## Görev 1:
COVID-19 ve sindirim sistemi metnine göre aşağıdaki ifadeler doğru mu? Her biri için evet ya da hayır deyin ve kararı belirleyen sözleri metinden aynen alıntılayın.
(a) Teşhis sırasında sindirim sorunlarının görülme sıklığı %2 ile %57 arasında bulunmuştur.
(b) ACE-2 üretimi en yüksek düzeyde mide hücrelerindedir.
(c) Kolondaki enterositlerde üretilen ACE-2 seviyesi, solunum sistemindekinin yüz katına çıkabilir.
## Görev 2:
COVID-19 ve sindirim sistemi metnini son cümlesinden sonra devam ettirerek yazın.

## Verilen Metin:
COVID-19 VE SİNDİRİM SİSTEMİ
COVID-19 hastalığı enfekte kişilerde asemptomatik görünümden; solunum yetmezliği, şok, çoklu organ disfonksiyonu gibi kritik formlara kadar bir sürü semptoma neden olmasıyla biliniyor. Tipik olarak, sindirim sistemi belirtileri, solunum semptomları olan kişilerde daha sık görülüyor.
Enfeksiyonun teşhisi sırasında sindirim sorunlarının görülme sıklığının %2 - %57 arasında olduğu belirlendi. En sık bildirilen semptom ise kusma, bulantı, karın ağrısı ve tat ve iştah kaybı ile birlikte görülen diyare. Özellikle, sindirim semptomları görülen COVID-19 hastalarında daha fazla ateş, halsizlik, nefes darlığı ve baş ağrısı görüldüğü rapor edildi.
SINDIRIM SISTEMINDE ACE-2
Birkaç araştırma COVID-19’un esas hedef proteinin anjiyotensin dönüştürücü enzim-2 (angiotensin-converting enzyme 2, ACE-2) olduğunu doğruladı. ACE-2, ağırlıklı olarak solunum yolundaki alveolar epitelyal hücrelerde üretilmekle birlikte, çeşitli sindirim sistemi hücrelerinden de salınır. Son yapılan araştırmaya göre, 150’den fazla farklı hücre tipinde ACE-2 üretimi olduğu belirlendi; en yüksek üretim ise özellikle ince bağırsak, kolon ve duodenumda bulunan enterositlerde. Araştırma, kolondaki enterositlerde üretilen ACE-2 seviyelerinin, solunum sistemindekinden yüz kat daha fazla olabileceğini gösterdi.

## Çalışma Malzemesi:
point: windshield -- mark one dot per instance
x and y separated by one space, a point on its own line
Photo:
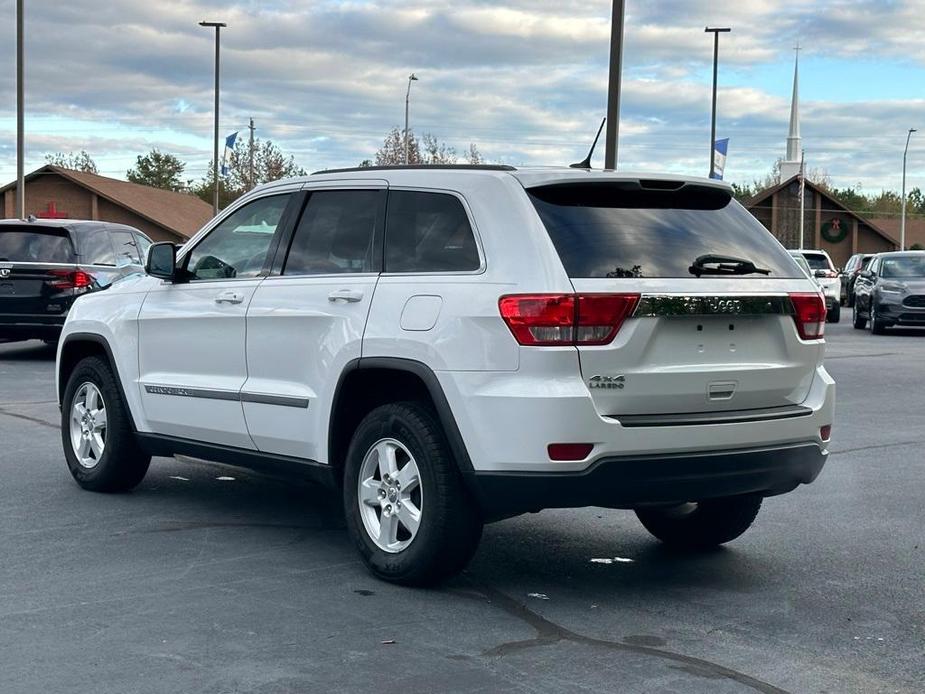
903 267
619 229
36 246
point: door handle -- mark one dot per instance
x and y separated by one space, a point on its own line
349 296
229 297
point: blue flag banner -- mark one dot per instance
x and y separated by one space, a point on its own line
229 148
720 147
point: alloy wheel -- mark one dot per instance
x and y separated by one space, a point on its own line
390 495
88 425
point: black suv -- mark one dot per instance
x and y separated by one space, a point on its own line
46 264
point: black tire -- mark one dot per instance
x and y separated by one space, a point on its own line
450 524
860 322
703 524
876 325
123 464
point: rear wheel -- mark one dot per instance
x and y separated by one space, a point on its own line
407 508
876 325
860 322
702 524
99 444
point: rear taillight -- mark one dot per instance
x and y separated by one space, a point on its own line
70 279
809 314
545 320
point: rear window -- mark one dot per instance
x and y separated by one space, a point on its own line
817 261
35 246
624 230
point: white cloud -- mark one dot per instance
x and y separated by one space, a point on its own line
526 79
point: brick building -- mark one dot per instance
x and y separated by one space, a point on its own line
827 224
56 193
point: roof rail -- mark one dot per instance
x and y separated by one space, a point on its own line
419 167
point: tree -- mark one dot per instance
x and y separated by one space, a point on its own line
158 170
270 164
392 152
75 161
429 150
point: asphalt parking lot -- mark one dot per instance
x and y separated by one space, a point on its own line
211 579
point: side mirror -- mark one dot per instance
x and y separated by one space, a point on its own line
162 261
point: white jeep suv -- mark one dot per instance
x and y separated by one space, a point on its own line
449 346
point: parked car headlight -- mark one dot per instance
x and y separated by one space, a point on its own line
892 288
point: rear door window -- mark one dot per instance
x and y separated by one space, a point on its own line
35 246
336 234
619 229
126 250
429 232
95 248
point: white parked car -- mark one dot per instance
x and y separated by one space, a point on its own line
449 346
828 278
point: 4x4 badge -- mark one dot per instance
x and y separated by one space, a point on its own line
607 382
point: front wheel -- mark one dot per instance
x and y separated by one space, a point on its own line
99 443
702 524
407 509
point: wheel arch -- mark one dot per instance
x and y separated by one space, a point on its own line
78 346
363 385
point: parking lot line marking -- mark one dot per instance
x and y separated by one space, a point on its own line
34 420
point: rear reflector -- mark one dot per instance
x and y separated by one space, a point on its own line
540 320
809 314
68 279
569 451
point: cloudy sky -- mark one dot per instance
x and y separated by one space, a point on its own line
525 80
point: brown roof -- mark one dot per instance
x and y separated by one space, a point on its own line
763 195
180 213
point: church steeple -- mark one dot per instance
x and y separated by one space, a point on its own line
790 166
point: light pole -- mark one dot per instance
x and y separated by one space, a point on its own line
902 219
20 115
613 87
716 31
411 78
218 28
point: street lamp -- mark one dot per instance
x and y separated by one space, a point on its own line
411 78
902 219
716 31
218 28
20 116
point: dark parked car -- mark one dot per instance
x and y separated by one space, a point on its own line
853 267
891 291
46 264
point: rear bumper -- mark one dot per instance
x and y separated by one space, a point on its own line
894 312
25 327
630 482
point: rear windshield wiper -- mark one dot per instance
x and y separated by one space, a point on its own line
724 265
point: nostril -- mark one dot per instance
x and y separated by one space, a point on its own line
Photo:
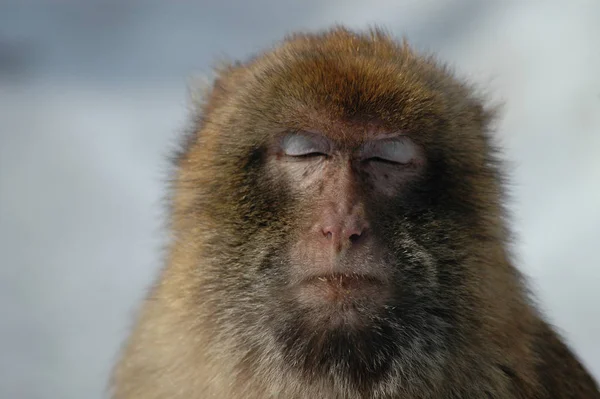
354 238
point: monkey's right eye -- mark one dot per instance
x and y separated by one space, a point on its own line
304 145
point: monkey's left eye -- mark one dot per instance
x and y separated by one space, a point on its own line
304 145
399 150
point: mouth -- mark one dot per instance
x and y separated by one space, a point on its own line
340 288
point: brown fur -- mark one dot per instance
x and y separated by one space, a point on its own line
207 328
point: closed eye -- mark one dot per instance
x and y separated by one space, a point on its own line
399 151
304 145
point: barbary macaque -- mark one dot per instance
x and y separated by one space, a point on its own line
339 232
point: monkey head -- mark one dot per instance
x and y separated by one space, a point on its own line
342 205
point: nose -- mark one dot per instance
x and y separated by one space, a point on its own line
343 229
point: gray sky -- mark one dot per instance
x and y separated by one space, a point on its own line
93 96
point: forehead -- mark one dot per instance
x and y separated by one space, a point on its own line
352 88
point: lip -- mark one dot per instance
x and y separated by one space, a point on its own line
340 288
346 281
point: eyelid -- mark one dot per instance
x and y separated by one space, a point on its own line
304 143
400 150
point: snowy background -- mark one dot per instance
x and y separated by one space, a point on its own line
93 95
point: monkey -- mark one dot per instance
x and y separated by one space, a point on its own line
339 230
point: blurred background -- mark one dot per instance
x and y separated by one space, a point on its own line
93 95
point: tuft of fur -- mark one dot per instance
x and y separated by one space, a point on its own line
216 324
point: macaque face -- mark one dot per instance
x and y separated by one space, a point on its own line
345 206
339 266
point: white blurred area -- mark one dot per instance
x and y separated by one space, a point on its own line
93 96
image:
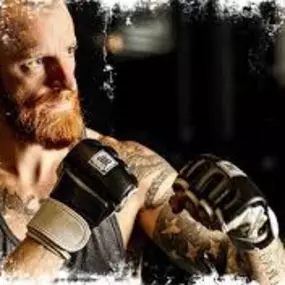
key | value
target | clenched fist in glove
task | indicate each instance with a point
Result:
(93, 183)
(218, 193)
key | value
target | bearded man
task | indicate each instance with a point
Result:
(41, 124)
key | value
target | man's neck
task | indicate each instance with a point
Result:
(28, 165)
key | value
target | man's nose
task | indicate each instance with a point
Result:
(60, 75)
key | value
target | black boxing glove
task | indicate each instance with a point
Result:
(216, 191)
(94, 182)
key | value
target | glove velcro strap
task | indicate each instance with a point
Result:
(59, 228)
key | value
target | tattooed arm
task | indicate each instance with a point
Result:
(182, 238)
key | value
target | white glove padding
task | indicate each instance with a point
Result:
(216, 192)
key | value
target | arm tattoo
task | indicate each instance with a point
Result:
(147, 166)
(268, 264)
(193, 247)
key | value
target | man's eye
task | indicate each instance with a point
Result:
(71, 50)
(33, 65)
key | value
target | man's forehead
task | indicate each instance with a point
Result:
(21, 27)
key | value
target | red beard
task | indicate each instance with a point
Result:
(36, 120)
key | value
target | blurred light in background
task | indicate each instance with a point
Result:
(145, 38)
(279, 66)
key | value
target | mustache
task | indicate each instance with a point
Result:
(50, 97)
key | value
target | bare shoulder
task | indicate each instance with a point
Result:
(154, 173)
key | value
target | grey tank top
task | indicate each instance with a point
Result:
(103, 254)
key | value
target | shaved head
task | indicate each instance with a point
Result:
(38, 89)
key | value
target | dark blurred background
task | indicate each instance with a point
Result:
(189, 78)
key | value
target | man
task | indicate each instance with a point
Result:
(41, 122)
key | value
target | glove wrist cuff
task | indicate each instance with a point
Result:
(59, 228)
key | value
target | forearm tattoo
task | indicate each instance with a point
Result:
(192, 246)
(268, 264)
(148, 167)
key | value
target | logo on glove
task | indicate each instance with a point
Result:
(103, 162)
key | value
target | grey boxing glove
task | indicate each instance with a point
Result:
(94, 182)
(219, 194)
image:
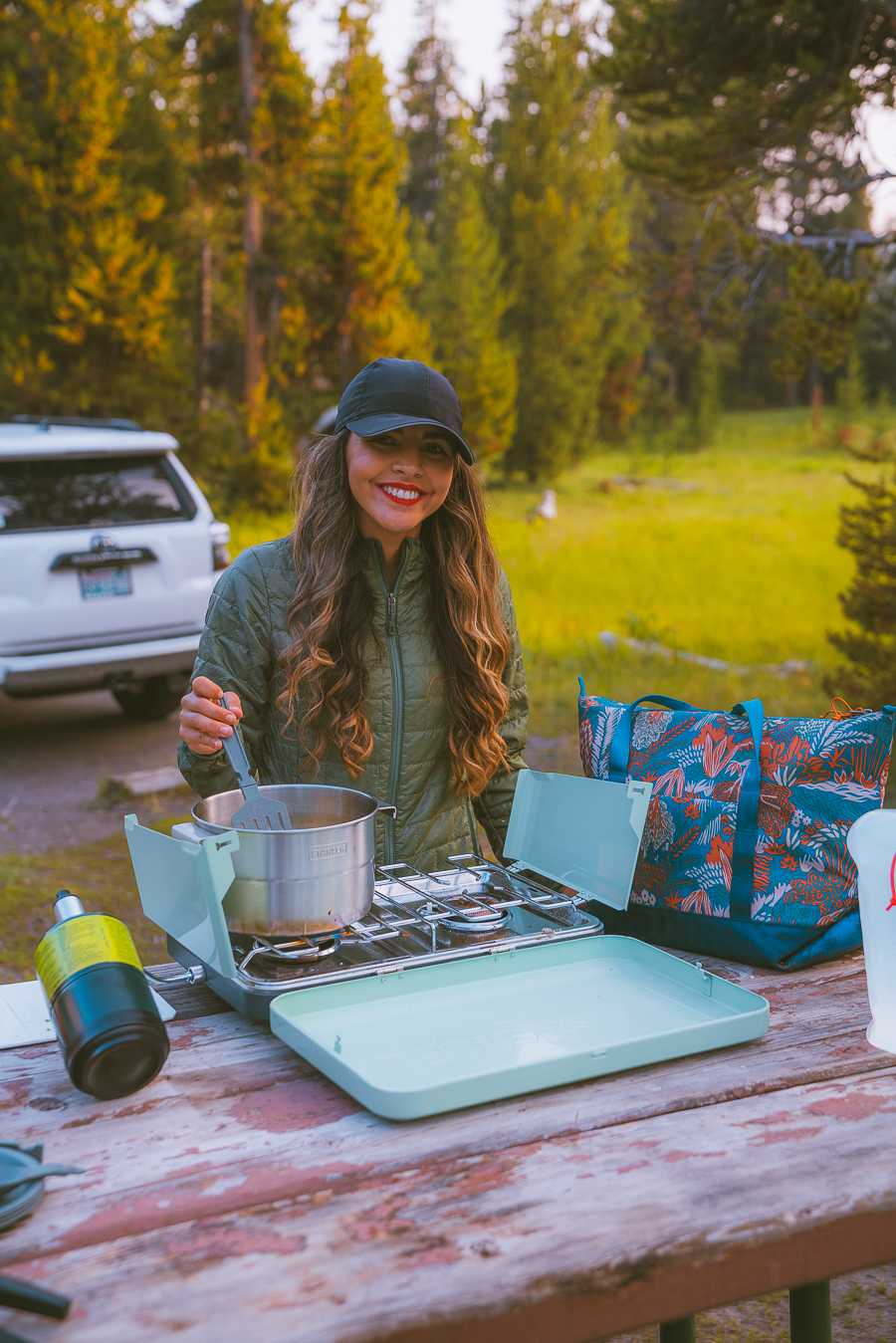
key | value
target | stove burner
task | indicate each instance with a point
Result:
(285, 951)
(474, 918)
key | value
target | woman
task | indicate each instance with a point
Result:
(376, 647)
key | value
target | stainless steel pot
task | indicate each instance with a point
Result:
(312, 878)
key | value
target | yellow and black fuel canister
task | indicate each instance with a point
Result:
(111, 1033)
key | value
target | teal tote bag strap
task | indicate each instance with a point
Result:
(621, 745)
(747, 823)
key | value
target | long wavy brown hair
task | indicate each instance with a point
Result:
(331, 618)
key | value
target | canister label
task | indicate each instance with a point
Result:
(80, 943)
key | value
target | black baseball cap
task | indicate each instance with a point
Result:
(396, 392)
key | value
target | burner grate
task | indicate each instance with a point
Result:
(416, 918)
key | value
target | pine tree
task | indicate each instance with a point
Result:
(88, 292)
(564, 235)
(242, 108)
(868, 532)
(464, 301)
(456, 247)
(356, 297)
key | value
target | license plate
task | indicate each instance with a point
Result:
(105, 583)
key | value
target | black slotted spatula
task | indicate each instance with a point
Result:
(257, 812)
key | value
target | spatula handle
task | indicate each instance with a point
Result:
(237, 758)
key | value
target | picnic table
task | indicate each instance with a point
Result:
(242, 1196)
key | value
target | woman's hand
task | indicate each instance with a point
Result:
(203, 720)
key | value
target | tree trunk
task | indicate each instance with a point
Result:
(817, 395)
(204, 348)
(253, 216)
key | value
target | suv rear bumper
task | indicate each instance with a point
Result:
(96, 669)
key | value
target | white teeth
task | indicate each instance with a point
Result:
(400, 495)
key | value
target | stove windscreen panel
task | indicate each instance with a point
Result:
(584, 833)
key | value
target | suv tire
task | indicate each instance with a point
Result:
(156, 697)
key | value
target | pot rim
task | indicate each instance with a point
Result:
(273, 789)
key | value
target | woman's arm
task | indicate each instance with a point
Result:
(493, 806)
(234, 653)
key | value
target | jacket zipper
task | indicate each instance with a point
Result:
(398, 693)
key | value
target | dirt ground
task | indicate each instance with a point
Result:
(54, 755)
(862, 1311)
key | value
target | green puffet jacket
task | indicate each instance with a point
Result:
(241, 647)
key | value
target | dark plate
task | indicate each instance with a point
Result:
(20, 1201)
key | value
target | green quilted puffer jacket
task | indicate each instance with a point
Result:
(241, 647)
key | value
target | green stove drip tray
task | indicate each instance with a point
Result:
(415, 1042)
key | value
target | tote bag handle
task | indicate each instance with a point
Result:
(747, 822)
(621, 745)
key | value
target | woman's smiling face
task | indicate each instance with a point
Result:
(398, 478)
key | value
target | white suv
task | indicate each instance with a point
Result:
(108, 557)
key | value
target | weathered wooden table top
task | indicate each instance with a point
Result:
(242, 1196)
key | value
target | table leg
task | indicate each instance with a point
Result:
(810, 1312)
(680, 1331)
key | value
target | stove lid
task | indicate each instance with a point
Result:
(584, 833)
(181, 887)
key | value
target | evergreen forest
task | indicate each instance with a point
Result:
(658, 214)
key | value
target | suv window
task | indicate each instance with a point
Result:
(39, 496)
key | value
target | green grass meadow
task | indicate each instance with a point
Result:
(730, 554)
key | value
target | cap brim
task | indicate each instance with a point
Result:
(372, 424)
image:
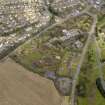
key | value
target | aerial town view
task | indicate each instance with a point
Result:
(52, 52)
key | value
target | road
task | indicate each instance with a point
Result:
(49, 27)
(98, 54)
(82, 59)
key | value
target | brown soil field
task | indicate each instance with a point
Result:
(18, 86)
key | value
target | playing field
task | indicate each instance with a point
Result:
(21, 87)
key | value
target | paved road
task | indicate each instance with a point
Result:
(82, 59)
(98, 54)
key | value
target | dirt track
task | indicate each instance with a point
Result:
(21, 87)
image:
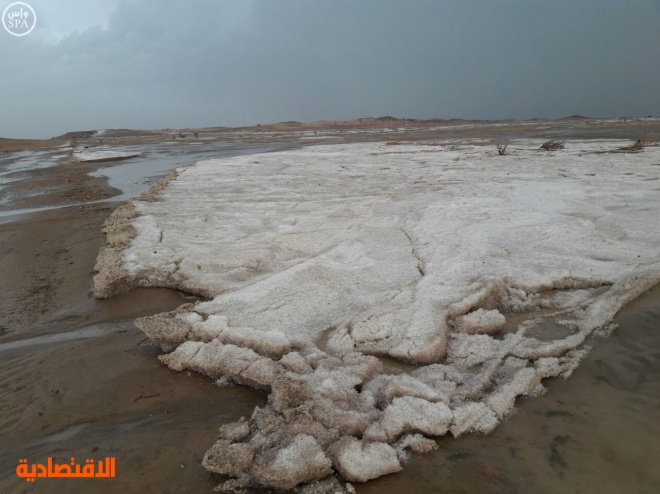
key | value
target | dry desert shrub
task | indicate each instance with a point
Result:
(552, 145)
(501, 146)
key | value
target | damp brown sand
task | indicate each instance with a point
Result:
(108, 395)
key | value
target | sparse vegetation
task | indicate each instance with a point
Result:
(552, 145)
(501, 146)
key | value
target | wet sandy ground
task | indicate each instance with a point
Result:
(77, 379)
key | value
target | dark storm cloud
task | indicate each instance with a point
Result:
(154, 64)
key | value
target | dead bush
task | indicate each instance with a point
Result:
(501, 146)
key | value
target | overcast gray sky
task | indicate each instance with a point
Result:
(93, 64)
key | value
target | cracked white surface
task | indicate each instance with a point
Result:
(315, 260)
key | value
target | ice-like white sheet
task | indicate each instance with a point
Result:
(91, 155)
(319, 260)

## Görev Yanıtı 1:
(a) Evet: "Enfeksiyonun teşhisi sırasında sindirim sorunlarının görülme sıklığının %2 - %57 arasında olduğu belirlendi."
(b) Hayır: "en yüksek üretim ise özellikle ince bağırsak, kolon ve duodenumda bulunan enterositlerde."
(c) Evet: "kolondaki enterositlerde üretilen ACE-2 seviyelerinin, solunum sistemindekinden yüz kat daha fazla olabileceğini gösterdi."

## Görev Yanıtı 2:
BAĞIRSAKLAR
COVID-19, solunum sistemine girdiği gibi, sindirim sistemine de ACE-2 reseptörü üzerinden dahil olur. Bu etkileşim ZO-1, okludin ve klaudin gibi bariyer proteinlerinin işlevini değiştirerek, sözü edilen organlarda bariyer fonksiyonunun bozulmasına yol açıyor olabilir.
Bariyer fonksiyonu bozukluğu, bir sıra enflamatuar olayları tetikler. Bu olaylar,enfekte bölgedeki nötrofil, makrofaj ve T hücre infiltrasyonunun yanı sıra, salınan kemokin ve sitokinlere göre de kategorize edilir. Sindirim sisteminde sitokin üretiminin etkileri arasında disbiyozis, intestinal enflamasyonda alevlenme ve intestinal mukozal bariyerde hasarlanma vardır.
KARACIĞER
Karaciğerde safra kanalı epitelyal hücresi olan kolanjiyositler de ACE-2 üretir. Önceki araştırmalara göre, bu protein karaciğeri enflamasyondan korumak için ortaya çıkar ve onun delesyonu – silinmesi hepatik steatoz, oksidatif stres ve karaciğerde enflamasyon şiddetlenir. Bu nedenle, COVID-19’da azalmış ACE-2 seviyeleri, özellikle komorbid karaciğer hastalığı olan kişilerde, karaciğer disfonksiyonuna götürebilir.
Bu güne kadar bir sıra COVID-19 hastasında karaciğer hasarı; hipoalbüminemi, uzamış protrombin zamanı (PPT) ve hiperferritinemi ile kendini gösterdi. Diğer karaciğer disfonksiyonu belirteçleri olan aspartat transaminaz (AST), alanin transaminaz (ALT), gama glutamil transferaz (GGT) ve alkalin fosfataz (ALP) da ek göstergeler olarak ele alınmakta.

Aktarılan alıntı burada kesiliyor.